§ WRITTEN INSTRUCTION: Make an exact copy of the lines below.

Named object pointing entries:
────────────────

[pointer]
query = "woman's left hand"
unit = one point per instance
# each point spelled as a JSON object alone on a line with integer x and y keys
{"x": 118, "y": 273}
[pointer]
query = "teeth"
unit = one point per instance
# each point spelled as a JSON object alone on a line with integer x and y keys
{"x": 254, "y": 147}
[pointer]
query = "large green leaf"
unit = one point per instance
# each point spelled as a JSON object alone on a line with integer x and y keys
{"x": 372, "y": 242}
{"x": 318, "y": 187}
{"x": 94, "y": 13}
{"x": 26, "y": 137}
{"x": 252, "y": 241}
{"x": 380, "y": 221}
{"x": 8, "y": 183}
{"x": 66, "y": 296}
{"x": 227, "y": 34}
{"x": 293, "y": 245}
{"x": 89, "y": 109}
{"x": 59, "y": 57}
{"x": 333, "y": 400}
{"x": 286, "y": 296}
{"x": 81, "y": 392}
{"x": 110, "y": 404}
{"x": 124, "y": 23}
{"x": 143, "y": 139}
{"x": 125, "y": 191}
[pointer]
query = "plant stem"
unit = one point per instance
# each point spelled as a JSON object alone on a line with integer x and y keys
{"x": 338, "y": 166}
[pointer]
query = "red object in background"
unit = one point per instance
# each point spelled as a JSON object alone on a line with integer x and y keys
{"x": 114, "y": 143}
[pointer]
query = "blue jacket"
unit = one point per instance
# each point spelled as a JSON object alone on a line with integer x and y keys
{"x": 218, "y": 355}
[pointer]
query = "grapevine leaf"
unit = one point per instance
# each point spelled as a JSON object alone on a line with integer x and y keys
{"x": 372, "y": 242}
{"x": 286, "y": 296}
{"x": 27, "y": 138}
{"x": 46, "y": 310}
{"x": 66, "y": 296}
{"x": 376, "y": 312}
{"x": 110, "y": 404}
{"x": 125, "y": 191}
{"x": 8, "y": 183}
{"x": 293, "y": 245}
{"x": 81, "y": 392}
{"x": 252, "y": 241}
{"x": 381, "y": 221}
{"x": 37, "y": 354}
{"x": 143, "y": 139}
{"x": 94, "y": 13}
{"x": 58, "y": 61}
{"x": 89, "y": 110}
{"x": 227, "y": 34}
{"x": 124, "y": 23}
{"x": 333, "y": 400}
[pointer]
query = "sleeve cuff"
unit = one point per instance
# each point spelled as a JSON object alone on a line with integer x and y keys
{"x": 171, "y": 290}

────────────────

§ RESPONSE BELOW:
[pointer]
query = "woman's left hand"
unit = one point per instance
# each point spelled as a JSON object alone on a line with integer x and y keys
{"x": 118, "y": 273}
[pointer]
query = "teeth"
unit = one point per instance
# each point spelled as a JSON object alone on a line with integer x and y keys
{"x": 254, "y": 147}
[pointer]
query = "large green leaf"
unit = one point per instance
# each point spelled as a JSON object alone on a line with integer x and y keys
{"x": 372, "y": 242}
{"x": 318, "y": 187}
{"x": 94, "y": 13}
{"x": 26, "y": 137}
{"x": 252, "y": 241}
{"x": 380, "y": 221}
{"x": 8, "y": 183}
{"x": 66, "y": 296}
{"x": 227, "y": 34}
{"x": 293, "y": 245}
{"x": 89, "y": 109}
{"x": 59, "y": 57}
{"x": 333, "y": 400}
{"x": 286, "y": 296}
{"x": 81, "y": 392}
{"x": 110, "y": 404}
{"x": 124, "y": 23}
{"x": 143, "y": 139}
{"x": 125, "y": 191}
[pointer]
query = "plant stem"
unit = one point per instance
# each point spelled as a JSON object alone on a line with integer x and y keys
{"x": 338, "y": 166}
[pointer]
query = "red object in background"
unit = one point per instance
# each point spelled as a JSON object alone on a line with integer x and y keys
{"x": 114, "y": 143}
[pointer]
query = "blue jacket"
unit = one point per instance
# each point spelled as a JSON object alone on a line with integer x and y keys
{"x": 218, "y": 355}
[pointer]
query = "grapevine leaf"
unit = one point per instance
# each point spelled as a JSON object alone on a line with integer x and y keys
{"x": 372, "y": 242}
{"x": 286, "y": 296}
{"x": 27, "y": 138}
{"x": 46, "y": 310}
{"x": 66, "y": 296}
{"x": 376, "y": 312}
{"x": 110, "y": 404}
{"x": 125, "y": 191}
{"x": 8, "y": 183}
{"x": 293, "y": 245}
{"x": 81, "y": 392}
{"x": 252, "y": 241}
{"x": 381, "y": 221}
{"x": 37, "y": 354}
{"x": 143, "y": 139}
{"x": 94, "y": 13}
{"x": 58, "y": 61}
{"x": 89, "y": 110}
{"x": 227, "y": 34}
{"x": 124, "y": 23}
{"x": 333, "y": 400}
[pointer]
query = "sleeve cuff"
unit = one point per instance
# each point spelled as a JSON object alone on a line with integer x and y keys
{"x": 171, "y": 290}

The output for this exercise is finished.